● **TO-DO ITEM**
From the entries below, pull out each line that contains the string "clicks" and copy it unchanged.

● **EXERCISE INPUTS**
####################
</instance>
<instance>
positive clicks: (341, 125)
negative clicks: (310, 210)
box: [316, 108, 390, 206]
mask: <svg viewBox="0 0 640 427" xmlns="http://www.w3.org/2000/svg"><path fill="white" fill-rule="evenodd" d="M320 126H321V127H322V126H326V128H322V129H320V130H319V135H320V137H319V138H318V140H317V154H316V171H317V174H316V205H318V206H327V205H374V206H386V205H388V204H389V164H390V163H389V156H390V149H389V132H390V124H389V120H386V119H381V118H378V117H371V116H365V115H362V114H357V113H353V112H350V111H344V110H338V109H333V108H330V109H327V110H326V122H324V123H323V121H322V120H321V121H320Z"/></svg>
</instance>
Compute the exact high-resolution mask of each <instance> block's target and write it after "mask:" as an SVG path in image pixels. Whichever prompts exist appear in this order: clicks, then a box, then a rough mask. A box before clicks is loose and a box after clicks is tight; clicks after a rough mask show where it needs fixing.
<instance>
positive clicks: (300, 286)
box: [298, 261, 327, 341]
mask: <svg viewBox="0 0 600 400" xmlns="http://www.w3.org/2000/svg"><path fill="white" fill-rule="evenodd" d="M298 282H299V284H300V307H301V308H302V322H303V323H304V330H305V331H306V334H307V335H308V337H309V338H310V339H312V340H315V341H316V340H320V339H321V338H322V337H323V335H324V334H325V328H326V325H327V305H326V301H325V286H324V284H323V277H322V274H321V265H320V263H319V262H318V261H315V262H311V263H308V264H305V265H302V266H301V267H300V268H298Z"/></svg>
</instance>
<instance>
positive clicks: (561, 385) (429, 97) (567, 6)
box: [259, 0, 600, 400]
####################
● **RESPONSE BOX**
positive clicks: (341, 125)
negative clicks: (310, 210)
Compute the exact high-resolution mask of each <instance> block's target and write it after "mask:" as an SVG path in image pixels. Whichever prompts exist appear in this order: clicks, then a box, then a rough mask. A box before clicks is loose and a box after clicks is tight; clicks after a rough mask show where it needs fixing.
positive clicks: (300, 286)
positive clicks: (561, 385) (429, 97) (567, 6)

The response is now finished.